───── Data supplied ─────

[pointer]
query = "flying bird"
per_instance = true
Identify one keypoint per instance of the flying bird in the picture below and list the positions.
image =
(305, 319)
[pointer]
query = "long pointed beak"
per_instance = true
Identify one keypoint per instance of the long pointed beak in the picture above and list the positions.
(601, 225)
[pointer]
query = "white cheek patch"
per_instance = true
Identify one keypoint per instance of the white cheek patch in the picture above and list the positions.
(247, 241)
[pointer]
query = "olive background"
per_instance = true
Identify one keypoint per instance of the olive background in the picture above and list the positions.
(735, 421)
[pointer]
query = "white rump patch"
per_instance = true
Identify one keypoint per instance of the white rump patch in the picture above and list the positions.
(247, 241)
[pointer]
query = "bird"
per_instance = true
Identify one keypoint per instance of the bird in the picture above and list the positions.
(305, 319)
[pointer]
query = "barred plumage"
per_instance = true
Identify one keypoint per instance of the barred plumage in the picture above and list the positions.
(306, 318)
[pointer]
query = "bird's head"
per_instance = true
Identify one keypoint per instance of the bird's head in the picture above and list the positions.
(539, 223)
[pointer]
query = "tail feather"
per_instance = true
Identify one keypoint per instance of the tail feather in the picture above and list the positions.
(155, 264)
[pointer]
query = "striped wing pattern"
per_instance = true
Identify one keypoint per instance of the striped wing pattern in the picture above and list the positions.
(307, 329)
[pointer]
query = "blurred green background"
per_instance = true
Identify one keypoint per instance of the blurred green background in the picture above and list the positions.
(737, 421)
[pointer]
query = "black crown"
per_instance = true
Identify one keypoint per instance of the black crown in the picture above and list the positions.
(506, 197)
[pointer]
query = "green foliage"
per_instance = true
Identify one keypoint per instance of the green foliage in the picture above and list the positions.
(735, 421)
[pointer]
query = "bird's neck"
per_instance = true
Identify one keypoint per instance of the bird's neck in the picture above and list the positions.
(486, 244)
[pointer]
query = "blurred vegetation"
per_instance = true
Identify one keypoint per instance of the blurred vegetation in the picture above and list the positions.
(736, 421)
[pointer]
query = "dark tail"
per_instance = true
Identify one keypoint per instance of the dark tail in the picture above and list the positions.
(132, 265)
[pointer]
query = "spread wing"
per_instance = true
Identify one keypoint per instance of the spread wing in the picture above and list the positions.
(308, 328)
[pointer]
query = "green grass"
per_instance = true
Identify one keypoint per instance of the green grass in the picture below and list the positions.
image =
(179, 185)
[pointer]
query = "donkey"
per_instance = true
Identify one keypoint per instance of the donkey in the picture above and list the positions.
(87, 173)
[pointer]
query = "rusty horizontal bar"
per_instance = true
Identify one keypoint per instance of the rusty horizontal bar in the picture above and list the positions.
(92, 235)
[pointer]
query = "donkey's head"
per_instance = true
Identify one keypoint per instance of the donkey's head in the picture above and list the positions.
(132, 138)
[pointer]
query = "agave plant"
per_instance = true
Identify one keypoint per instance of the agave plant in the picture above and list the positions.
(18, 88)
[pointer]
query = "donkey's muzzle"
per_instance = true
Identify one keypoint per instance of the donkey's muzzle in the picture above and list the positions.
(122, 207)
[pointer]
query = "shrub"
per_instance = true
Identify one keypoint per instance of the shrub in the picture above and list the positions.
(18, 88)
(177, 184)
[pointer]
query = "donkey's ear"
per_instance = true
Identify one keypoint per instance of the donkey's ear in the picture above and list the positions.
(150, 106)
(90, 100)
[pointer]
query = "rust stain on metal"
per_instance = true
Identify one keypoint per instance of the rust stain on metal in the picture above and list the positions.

─────

- _Task description_
Determine how many lines in the data above contain the string "head", and reply with that number alone.

- _Complete answer_
4